- _READING PASSAGE_:
* * * * * * * * *
Also, speaking for academia, AI is basically all we talk about now when it comes to curriculum and instruction. That's not to say that we only rely on AI, or something like that, but we talk a lot about how to get basically anything done now. It's the biggest learning experience we've ever had as instructors, and I suspect we'll be trying to figure it out for a long time to come.
Lol, that's already a lazy take.
Not getting teachers in trouble when they can clearly tell their students are submitting AI essays.
But we're still just letting kids use their phone in class, and our lawmakers are just learning what Facebook is. AI is going to "happen" to us, we are not serious enough to discuss it.
For people that have been programming for 20 years, AI is not an issue, on the contrary, it can work for you as you become older. They have trained enough.
For young people, it can destroy them if they stop practicing hours every day, outsourcing all their work to the ai, as they will start losing contact with the reality they are controlling.
But that depends on the personality of people. One of the best uses of LLMs is creating trainers for practicing what you need. For example, I have created programs for practicing my Japanese and Mandarin pronunciation, for practicing chords and note recognition with MIDI, and playing of sheet music, practicing IPA, my handwriting...
Usually I buy some software that does more or less what I want, but them I realise that I need a specific feature the software does not have. So I create the trainer for personalization.
It will be impossible for me to do that without LLMs. There is no time in 5 lifetimes to do that by hand.
In one way it was sycophantic, frequently saying how "sharp" my ideas were, but I just reminded myself to discount that. In other ways it pushed back. If the math didn't work out to the conclusions I expected, it pointed that out. It was like working with a reasonably smart, extremely productive, but less creative coworker.
* * * * * * * * *
- _GIVEN ENTRIES_:

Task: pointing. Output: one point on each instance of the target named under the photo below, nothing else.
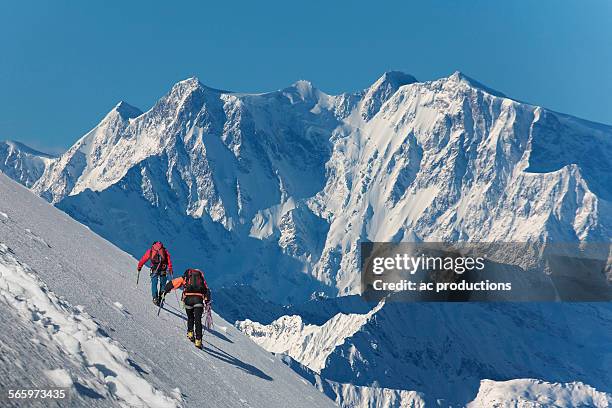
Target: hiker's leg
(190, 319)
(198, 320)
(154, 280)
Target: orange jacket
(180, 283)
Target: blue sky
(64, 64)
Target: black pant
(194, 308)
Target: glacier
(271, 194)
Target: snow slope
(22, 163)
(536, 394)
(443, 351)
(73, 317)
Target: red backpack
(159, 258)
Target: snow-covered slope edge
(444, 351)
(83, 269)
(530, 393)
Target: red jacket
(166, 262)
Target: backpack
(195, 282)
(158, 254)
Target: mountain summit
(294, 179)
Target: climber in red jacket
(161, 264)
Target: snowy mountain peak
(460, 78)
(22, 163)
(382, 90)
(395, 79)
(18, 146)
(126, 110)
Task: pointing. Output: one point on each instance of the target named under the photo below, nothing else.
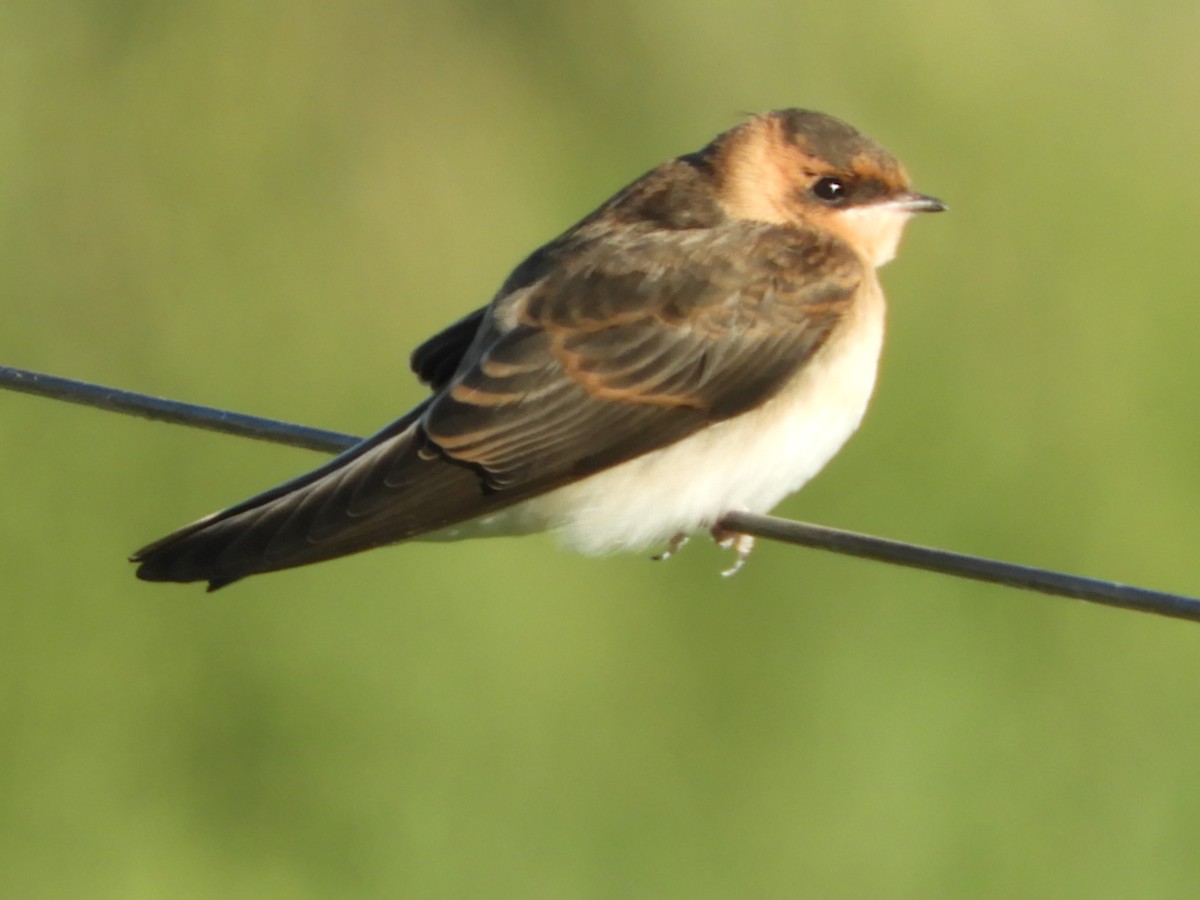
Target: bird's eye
* * * * * * * * *
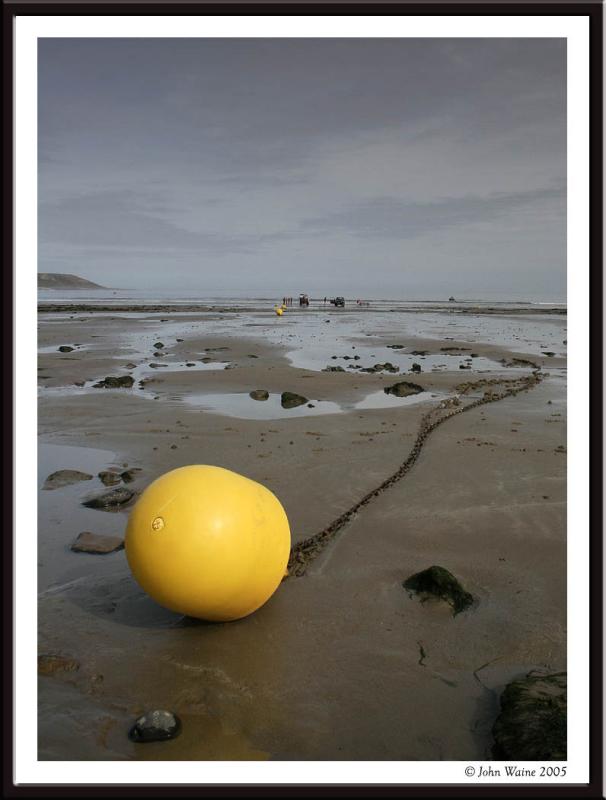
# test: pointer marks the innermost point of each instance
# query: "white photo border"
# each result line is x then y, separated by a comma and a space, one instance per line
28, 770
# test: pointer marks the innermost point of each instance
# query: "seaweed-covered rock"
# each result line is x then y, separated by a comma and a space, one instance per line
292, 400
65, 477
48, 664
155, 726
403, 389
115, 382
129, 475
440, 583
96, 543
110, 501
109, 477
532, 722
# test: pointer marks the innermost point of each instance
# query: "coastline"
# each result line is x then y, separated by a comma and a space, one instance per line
* * * * * * * * *
- _REQUIREMENT_:
Reproduce the comments on AI word for word, from the first line to the last.

- _ANSWER FOR THIS EXERCISE_:
Also, speaking for academia, AI is basically all we talk about now when it comes to curriculum and instruction. That's not to say that we only rely on AI, or something like that, but we talk a lot about how to get basically anything done now. It's the biggest learning experience we've ever had as instructors, and I suspect we'll be trying to figure it out for a long time to come.
Lol, that's already a lazy take.
Not getting teachers in trouble when they can clearly tell their students are submitting AI essays.
But we're still just letting kids use their phone in class, and our lawmakers are just learning what Facebook is. AI is going to "happen" to us, we are not serious enough to discuss it.
For people that have been programming for 20 years, AI is not an issue, on the contrary, it can work for you as you become older. They have trained enough.
For young people, it can destroy them if they stop practicing hours every day, outsourcing all their work to the ai, as they will start losing contact with the reality they are controlling.
But that depends on the personality of people. One of the best uses of LLMs is creating trainers for practicing what you need. For example, I have created programs for practicing my Japanese and Mandarin pronunciation, for practicing chords and note recognition with MIDI, and playing of sheet music, practicing IPA, my handwriting...
Usually I buy some software that does more or less what I want, but them I realise that I need a specific feature the software does not have. So I create the trainer for personalization.
It will be impossible for me to do that without LLMs. There is no time in 5 lifetimes to do that by hand.
In one way it was sycophantic, frequently saying how "sharp" my ideas were, but I just reminded myself to discount that. In other ways it pushed back. If the math didn't work out to the conclusions I expected, it pointed that out. It was like working with a reasonably smart, extremely productive, but less creative coworker.